- **CONSEGNA**:
Prosegui il testo sul dibattito tra Marattin e Tagliani intorno al conflitto di interessi, riprendendo subito dopo la sua ultima frase.

- **SEZIONE DEL DOCUMENTO**:
***

Skip to main content

Proviamo a entrare nel dibattito sul conflitto di interesse in cui, secondo il consigliere governativo Marattin, si trova ad operare il nostro sindaco Tagliani. Ci entriamo con qualche riflessione non polemica, né pro né contro. Uno spunto per contribuire al dibattito politico con il non celato tentativo di riportarlo verso sponde più comprensibili e utili ai cittadini.

Tra la domanda di Luigi Marattin e la risposta del Sindaco Tagliani (entrambe formulate sulle pagine di estense.com) c’è, a mio avviso, un buco da riempire, con un po’ di memoria, un pizzico di dati, qualche pezzo della nostra Costituzione e, aggiungerei, anche con un po’ di rispetto per i cittadini italiani, di cui i ferraresi sono una parte.
Se partiamo dal presupposto che il conflitto di interessi si palesa quando un soggetto pubblico, che dovrebbe essere imparziale data la sua funzione, che ha potere di decisione su una determinata questione ha anche degli interessi privati, personali, professionali nella stessa questione, allora la domanda posta dall’ex assessore al bilancio è mal posta, non trova fondamento ed è fuorviante perché porta, ancora una volta, il discorso politico su falsi problemi, sui contorni che non sono sostanza.

***

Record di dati
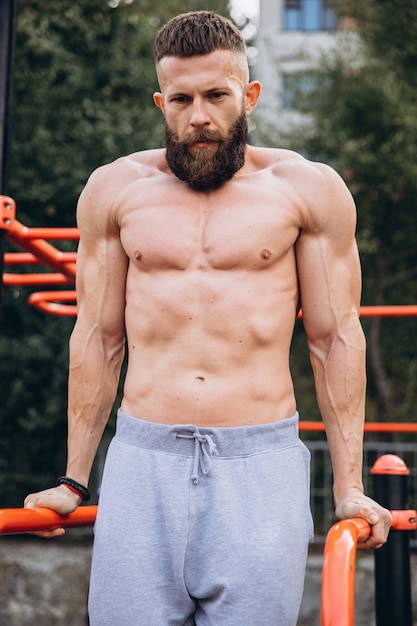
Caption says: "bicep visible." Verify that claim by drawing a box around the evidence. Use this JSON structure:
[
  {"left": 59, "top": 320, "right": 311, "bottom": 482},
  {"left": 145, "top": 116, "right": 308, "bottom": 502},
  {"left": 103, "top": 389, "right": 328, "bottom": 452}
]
[
  {"left": 296, "top": 177, "right": 361, "bottom": 342},
  {"left": 76, "top": 178, "right": 128, "bottom": 337}
]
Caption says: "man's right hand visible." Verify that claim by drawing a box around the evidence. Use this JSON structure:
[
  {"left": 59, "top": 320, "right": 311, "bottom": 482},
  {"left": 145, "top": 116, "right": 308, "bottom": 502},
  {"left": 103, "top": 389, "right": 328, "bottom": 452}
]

***

- **RISULTATO**:
Il conflitto di interessi su cui Marattin si interroga, e chiede conto, ci potrebbe essere solo se i sindaci (o il Sindaco Tagliani in questo caso) avessero interessi privati, prendessero soldi da Hera o da qualche altra azienda privata, ma escludo che Marattin volesse intendere questo.
Per il cittadino, se i soldi arrivano sotto forma di minor costi a fronte di un servizio efficiente e funzionale oppure nelle casse comunali attraverso i dividendi azionari, semplicemente non cambia niente perché il suo interesse è avere libero accesso alle cose pubbliche e che queste siano gestite nel migliore dei modi a costi accessibili.
E allo stesso modo e in quest’ottica non ha senso la risposta di Tagliani. Cassa Depositi e Prestiti lavora per lo Stato e di conseguenza per i cittadini italiani, in ogni caso quello che fa sotto forma di servizi, tutela del patrimonio, aiuto al credito, tutto ritorna al cittadino, quindi anche a Marattin o a Tagliani.

Come al solito il dibattito politico ci porta lontano dall’essenza del problema reale e i maligni potrebbero anche pensare che forse serve proprio a quello. Il punto, infatti, non è questo inesistente conflitto di interessi, ma la sostanza della politica che gira, gioca con le parole, ci confonde e ci porta a discutere del nulla allontanandoci dai reali problemi che invece dovremmo affrontare.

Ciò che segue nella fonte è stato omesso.